SHORT TASK 1 ▸ Reproduce the passage on Burke's Maple Leafs trades word for word, in full.

TEXT PROVIDED ▸
--

It was never boring with Burke in Toronto, and although the team never found success on the ice there were a number of big moves (and non-moves) that significantly altered the direction of the Maple Leafs franchise.
Some worked out better than others.
For all the on-ice struggles the team had, he actually made at least three pretty strong hockey trades.
Burke acquired his team's captain and best overall defenseman for what amounted to a pile of spare parts.
Although Phaneuf seems to have his share of critics in Toronto (when you're the captain of the Maple Leafs and one of their highest-paid players and the team fails on the ice, you're going to have a target on your back. It comes with the job), he's their best defenseman and still one of the better ones in the league.
Since joining Toronto he's scored 20 goals and has 84 points in two-and-a-half seasons. The only player that still remains in Calgary from that trade is Matt Stajan, and he's been such a bitter disappointment that he's now a likely buyout candidate under the new CBA.
Stajan still has two years and $7 million remaining on his contract and has scored fewer goals than Phaneuf since the trade. As a forward.
Francois Beauchemin is an excellent defenseman capable of playing big minutes (and playing them well), but Burke ended up buying low on Joffrey Lupul as he returned from some health problems and also managed to pick up a top defense prospect in Jake Gardiner.

--

DATA EXCERPTS ▸
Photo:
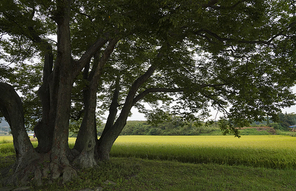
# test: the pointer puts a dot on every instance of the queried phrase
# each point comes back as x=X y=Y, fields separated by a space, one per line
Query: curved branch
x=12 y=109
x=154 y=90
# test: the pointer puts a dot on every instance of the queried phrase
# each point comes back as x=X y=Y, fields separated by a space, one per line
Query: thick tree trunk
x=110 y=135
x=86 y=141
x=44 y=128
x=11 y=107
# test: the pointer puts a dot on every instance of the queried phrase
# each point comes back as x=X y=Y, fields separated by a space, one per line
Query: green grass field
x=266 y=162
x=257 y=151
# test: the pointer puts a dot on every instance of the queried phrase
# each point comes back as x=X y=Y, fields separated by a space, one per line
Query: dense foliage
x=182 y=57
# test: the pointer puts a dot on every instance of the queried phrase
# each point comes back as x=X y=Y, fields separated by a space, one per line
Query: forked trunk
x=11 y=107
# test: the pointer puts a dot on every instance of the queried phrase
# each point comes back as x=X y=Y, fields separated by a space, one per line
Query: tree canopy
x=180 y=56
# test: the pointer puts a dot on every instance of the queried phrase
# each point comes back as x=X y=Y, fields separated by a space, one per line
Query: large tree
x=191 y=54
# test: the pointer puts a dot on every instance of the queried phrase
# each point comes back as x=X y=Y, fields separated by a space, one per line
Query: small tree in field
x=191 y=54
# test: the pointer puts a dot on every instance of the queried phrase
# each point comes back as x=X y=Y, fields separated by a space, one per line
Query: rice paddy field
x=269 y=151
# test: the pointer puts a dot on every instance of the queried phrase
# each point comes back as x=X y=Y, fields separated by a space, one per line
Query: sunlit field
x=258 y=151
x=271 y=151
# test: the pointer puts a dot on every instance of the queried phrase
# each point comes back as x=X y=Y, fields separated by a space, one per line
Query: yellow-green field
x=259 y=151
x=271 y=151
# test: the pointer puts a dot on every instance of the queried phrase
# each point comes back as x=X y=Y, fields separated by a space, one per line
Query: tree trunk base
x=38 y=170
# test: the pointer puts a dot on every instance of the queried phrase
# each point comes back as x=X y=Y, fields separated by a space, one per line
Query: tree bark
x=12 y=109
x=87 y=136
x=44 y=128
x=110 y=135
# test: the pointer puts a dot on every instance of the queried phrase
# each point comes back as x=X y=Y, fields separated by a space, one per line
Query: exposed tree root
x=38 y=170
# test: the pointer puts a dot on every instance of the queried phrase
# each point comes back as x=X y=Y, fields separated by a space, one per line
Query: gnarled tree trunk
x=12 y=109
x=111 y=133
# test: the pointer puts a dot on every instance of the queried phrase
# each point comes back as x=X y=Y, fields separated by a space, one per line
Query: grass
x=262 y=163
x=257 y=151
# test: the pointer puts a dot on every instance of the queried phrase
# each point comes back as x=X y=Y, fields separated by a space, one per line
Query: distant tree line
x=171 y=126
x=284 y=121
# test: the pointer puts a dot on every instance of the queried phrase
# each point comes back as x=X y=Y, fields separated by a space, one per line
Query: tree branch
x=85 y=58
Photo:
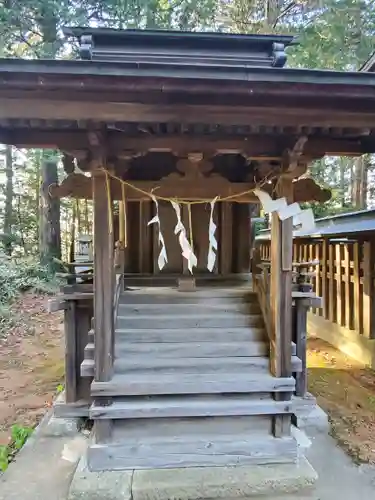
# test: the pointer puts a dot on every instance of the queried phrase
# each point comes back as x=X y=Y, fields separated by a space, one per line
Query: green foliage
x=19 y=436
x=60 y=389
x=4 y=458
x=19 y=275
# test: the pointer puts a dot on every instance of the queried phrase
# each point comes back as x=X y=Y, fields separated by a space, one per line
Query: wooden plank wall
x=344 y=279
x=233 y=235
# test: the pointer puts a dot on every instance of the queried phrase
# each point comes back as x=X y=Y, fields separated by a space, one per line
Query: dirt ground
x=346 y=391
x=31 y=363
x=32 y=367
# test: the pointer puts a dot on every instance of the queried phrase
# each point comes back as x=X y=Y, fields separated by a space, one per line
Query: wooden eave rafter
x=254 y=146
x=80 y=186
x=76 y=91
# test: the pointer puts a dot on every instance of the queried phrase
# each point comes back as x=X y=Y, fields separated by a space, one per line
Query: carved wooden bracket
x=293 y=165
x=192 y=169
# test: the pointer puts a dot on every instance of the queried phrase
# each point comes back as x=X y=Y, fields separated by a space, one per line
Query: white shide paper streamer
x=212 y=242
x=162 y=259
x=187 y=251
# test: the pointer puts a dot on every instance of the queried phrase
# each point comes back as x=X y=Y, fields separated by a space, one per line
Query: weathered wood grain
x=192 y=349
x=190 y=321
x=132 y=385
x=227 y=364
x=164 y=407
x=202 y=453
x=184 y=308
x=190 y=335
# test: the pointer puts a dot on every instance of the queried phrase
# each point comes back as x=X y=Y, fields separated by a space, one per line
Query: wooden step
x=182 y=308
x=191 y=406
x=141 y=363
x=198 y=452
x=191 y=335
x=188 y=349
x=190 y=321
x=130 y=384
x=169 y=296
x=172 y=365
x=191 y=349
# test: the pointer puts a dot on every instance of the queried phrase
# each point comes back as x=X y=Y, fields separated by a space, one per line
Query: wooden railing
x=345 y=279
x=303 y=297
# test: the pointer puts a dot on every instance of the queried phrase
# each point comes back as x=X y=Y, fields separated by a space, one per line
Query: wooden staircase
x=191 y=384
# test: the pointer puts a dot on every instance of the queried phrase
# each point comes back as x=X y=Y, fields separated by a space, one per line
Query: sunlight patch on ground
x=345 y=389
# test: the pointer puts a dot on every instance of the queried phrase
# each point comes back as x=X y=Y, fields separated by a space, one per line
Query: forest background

--

SHORT TASK 2 ▸ Pick out each line of the records that contains the string "tree". Case counts.

COMPLETE RESPONSE 1 ▸
It was never boring with Burke in Toronto, and although the team never found success on the ice there were a number of big moves (and non-moves) that significantly altered the direction of the Maple Leafs franchise.
Some worked out better than others.
For all the on-ice struggles the team had, he actually made at least three pretty strong hockey trades.
Burke acquired his team's captain and best overall defenseman for what amounted to a pile of spare parts.
Although Phaneuf seems to have his share of critics in Toronto (when you're the captain of the Maple Leafs and one of their highest-paid players and the team fails on the ice, you're going to have a target on your back. It comes with the job), he's their best defenseman and still one of the better ones in the league.
Since joining Toronto he's scored 20 goals and has 84 points in two-and-a-half seasons. The only player that still remains in Calgary from that trade is Matt Stajan, and he's been such a bitter disappointment that he's now a likely buyout candidate under the new CBA.
Stajan still has two years and $7 million remaining on his contract and has scored fewer goals than Phaneuf since the trade. As a forward.
Francois Beauchemin is an excellent defenseman capable of playing big minutes (and playing them well), but Burke ended up buying low on Joffrey Lupul as he returned from some health problems and also managed to pick up a top defense prospect in Jake Gardiner.

COMPLETE RESPONSE 2 ▸
Query: thick tree trunk
Query: tree canopy
Query: large tree
Query: small tree in field
Query: tree trunk base
Query: tree bark
Query: exposed tree root
Query: gnarled tree trunk
Query: distant tree line
Query: tree branch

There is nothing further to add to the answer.